==== Source material
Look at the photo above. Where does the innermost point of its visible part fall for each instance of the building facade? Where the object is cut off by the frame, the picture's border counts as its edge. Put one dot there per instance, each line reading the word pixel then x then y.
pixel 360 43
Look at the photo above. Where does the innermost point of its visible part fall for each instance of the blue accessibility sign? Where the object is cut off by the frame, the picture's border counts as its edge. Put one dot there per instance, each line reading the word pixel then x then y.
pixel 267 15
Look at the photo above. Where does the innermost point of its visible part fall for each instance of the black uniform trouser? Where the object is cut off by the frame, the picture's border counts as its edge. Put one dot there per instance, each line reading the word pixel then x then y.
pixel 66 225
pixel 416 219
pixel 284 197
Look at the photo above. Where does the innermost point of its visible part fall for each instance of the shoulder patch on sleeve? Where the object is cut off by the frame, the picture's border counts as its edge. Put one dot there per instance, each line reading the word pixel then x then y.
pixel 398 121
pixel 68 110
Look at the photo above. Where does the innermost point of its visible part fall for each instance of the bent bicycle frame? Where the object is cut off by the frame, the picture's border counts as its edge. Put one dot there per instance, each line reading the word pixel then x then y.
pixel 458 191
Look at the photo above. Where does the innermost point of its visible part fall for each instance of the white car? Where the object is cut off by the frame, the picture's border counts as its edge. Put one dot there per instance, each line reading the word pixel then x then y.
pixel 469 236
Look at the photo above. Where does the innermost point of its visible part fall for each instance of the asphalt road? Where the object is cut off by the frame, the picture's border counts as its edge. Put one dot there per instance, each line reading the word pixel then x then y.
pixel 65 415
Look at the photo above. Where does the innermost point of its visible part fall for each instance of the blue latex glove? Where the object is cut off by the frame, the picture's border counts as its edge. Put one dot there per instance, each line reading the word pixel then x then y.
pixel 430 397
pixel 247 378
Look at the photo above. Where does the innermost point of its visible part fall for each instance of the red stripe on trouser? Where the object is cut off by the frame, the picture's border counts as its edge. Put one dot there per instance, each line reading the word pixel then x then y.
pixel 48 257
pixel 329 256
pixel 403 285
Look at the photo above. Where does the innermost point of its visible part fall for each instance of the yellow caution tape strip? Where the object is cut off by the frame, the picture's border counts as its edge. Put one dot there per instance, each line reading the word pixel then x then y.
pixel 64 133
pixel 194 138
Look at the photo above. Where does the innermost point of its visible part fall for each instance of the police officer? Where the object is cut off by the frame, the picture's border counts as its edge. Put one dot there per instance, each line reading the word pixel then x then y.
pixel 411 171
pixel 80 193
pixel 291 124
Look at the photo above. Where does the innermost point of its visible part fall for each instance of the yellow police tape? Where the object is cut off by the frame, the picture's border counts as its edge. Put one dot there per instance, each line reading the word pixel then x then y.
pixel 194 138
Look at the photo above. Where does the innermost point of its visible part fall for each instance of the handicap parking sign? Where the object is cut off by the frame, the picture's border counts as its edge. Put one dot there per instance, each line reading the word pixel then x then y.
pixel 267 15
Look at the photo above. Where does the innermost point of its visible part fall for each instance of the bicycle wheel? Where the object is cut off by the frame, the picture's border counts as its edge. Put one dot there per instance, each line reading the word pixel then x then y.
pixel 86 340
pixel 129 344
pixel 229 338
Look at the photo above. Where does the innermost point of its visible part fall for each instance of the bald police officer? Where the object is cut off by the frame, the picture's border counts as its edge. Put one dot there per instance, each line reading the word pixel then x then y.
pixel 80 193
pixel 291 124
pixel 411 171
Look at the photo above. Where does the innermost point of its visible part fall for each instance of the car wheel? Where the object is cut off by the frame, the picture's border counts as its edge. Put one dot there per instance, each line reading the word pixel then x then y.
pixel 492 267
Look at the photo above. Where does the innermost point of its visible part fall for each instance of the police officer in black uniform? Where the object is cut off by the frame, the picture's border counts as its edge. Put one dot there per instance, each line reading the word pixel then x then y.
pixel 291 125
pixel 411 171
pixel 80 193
========
Convert everything from the line containing "of the black" down to the line containing "pixel 458 191", both included, into a two-column CSV with the headers text and answer. Make one row per entry, put each field in quotes, and replace line breaks with spaces.

> _Correct response_
text,answer
"Look at the photo above. Where does the innermost point of its visible part fall for each instance of the black uniform trouser? Where the object is cut off by the frame, the picture's border counts as its edge. Put one dot there per instance, each line reading the word pixel then x then y.","pixel 66 225 pixel 416 219 pixel 284 197"
"Look at the photo above. Where does the innermost point of its visible part fall for each instance of the shoulder patch on sleeve? Where the object is cut off by the frame, the picture's border counts as its edge. Put one dot there per instance, each line reading the word pixel then x then y.","pixel 398 121 pixel 68 110"
"Look at the photo above. Where does the innermost point of its visible part fall for each instance of the bent bicycle frame? Where the object is cut off by the frame, the picture's border counts as its edge. Put one dot there per instance, each line reading the word pixel then x then y.","pixel 458 191"